Instructions to follow
From the line with "TARGET: concrete threshold" to the final line of the records, reproduce every line exactly and only those lines.

Data shown
□ □ □ □ □
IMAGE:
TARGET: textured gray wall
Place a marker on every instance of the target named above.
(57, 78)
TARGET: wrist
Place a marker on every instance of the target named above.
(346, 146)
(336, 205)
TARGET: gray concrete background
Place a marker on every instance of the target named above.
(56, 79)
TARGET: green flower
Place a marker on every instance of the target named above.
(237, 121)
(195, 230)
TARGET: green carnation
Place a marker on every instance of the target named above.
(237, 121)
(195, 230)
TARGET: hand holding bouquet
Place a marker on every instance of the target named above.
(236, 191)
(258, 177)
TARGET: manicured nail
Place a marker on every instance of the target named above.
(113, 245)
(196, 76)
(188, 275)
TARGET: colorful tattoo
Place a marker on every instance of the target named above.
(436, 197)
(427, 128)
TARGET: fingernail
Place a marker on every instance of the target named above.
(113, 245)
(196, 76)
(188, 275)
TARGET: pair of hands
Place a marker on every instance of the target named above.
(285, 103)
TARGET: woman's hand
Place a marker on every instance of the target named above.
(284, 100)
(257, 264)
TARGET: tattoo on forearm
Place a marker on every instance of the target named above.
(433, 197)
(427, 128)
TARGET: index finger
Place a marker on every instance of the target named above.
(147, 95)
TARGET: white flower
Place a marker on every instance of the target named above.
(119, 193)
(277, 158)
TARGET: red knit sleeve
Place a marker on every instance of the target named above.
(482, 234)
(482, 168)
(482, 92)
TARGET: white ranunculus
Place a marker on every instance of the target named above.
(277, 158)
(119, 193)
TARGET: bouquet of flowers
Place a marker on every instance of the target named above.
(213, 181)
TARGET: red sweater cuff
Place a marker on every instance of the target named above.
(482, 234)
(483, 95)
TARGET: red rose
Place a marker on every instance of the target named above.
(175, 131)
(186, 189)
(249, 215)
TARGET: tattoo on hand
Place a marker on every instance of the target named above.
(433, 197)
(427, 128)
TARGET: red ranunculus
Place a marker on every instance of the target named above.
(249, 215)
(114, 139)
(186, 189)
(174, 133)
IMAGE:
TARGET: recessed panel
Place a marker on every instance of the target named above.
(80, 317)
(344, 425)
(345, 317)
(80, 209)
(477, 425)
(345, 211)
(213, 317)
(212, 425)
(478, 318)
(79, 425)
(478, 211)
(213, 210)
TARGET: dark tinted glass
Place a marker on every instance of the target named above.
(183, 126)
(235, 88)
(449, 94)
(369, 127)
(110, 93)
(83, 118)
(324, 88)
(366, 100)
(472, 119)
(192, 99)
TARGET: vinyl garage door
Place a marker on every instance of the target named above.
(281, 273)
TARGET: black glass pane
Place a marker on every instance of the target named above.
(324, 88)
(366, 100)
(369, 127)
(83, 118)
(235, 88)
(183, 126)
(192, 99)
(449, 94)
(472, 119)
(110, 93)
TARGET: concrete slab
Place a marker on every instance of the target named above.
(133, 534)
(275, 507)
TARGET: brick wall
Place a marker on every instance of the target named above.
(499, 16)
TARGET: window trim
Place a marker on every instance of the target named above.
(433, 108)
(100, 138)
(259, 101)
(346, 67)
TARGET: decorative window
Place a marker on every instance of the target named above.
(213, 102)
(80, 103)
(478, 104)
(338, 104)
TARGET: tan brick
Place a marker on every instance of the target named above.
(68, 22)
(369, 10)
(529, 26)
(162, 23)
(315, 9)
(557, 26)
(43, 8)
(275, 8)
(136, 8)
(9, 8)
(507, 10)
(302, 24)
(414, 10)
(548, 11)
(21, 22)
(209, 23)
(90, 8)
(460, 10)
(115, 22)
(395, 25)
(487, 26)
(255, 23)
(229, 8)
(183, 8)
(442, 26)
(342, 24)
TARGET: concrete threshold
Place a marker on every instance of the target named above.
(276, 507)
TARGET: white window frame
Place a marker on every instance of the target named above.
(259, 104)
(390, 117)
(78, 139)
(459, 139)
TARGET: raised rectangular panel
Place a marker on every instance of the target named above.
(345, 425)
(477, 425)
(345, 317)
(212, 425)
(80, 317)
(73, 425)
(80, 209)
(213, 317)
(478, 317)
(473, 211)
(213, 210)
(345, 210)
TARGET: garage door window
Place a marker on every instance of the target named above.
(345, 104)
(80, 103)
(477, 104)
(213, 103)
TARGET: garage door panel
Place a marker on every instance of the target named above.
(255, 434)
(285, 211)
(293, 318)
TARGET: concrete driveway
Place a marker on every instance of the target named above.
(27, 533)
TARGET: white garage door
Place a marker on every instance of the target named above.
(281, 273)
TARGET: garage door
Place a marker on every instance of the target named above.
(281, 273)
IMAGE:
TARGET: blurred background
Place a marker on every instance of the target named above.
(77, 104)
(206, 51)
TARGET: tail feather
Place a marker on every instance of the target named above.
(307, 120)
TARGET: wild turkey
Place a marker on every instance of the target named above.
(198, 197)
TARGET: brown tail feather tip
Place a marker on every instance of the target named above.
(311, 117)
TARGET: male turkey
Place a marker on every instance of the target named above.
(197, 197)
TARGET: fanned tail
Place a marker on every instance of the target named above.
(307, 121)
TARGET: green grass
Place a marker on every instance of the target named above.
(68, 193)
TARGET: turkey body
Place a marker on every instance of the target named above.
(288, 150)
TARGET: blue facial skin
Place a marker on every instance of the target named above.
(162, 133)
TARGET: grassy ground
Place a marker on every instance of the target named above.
□ □ □ □ □
Full output
TARGET: concrete threshold
Place a marker on every instance of the target named above.
(276, 507)
TARGET: white window frame
Place a marker on every instance of the target named above.
(259, 104)
(390, 117)
(78, 139)
(459, 139)
TARGET: raised rectangular panel
Place a marker on every instance of the target named above.
(345, 425)
(477, 425)
(345, 317)
(212, 425)
(80, 317)
(73, 425)
(80, 209)
(213, 317)
(478, 317)
(473, 211)
(213, 210)
(345, 210)
TARGET: garage door window
Place a marker on every instance of the target named above.
(345, 104)
(80, 103)
(477, 104)
(213, 103)
TARGET: garage door panel
Place a marker on every instance of the target named above.
(255, 434)
(285, 211)
(293, 318)
TARGET: concrete driveway
Place a marker on every instance of the target named above.
(27, 533)
TARGET: white garage door
Place a marker on every instance of the target named above.
(281, 273)
TARGET: garage door
Place a marker on every instance of the target named above.
(281, 273)
IMAGE:
TARGET: blurred background
Place a marker on every instance of the target named above.
(77, 104)
(206, 51)
TARGET: tail feather
Place a marker on every instance of the target named above.
(307, 120)
TARGET: wild turkey
Place a marker on every instance of the target named above.
(198, 197)
TARGET: brown tail feather tip
Place a marker on every instance of the target named above.
(311, 117)
TARGET: male turkey
Place a marker on every instance of the target named above.
(197, 197)
TARGET: fanned tail
Place a marker on every instance of the target named above.
(307, 121)
TARGET: green grass
Place a marker on every instance of the target named above.
(68, 193)
TARGET: turkey body
Place a marker on every instance of the target named above.
(288, 150)
TARGET: blue facial skin
Place a marker on every instance of the target named above.
(162, 133)
TARGET: grassy ground
Place a marker on every instance of the target named above.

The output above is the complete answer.